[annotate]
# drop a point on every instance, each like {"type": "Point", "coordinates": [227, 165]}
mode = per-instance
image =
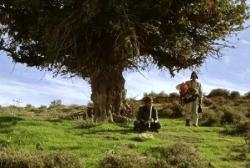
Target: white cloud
{"type": "Point", "coordinates": [38, 94]}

What you need to do =
Please copy every entry exactly, without the pictures.

Result below =
[annotate]
# drop a point on every instance, each like {"type": "Point", "coordinates": [227, 165]}
mode = per-instance
image =
Target: white cloud
{"type": "Point", "coordinates": [38, 94]}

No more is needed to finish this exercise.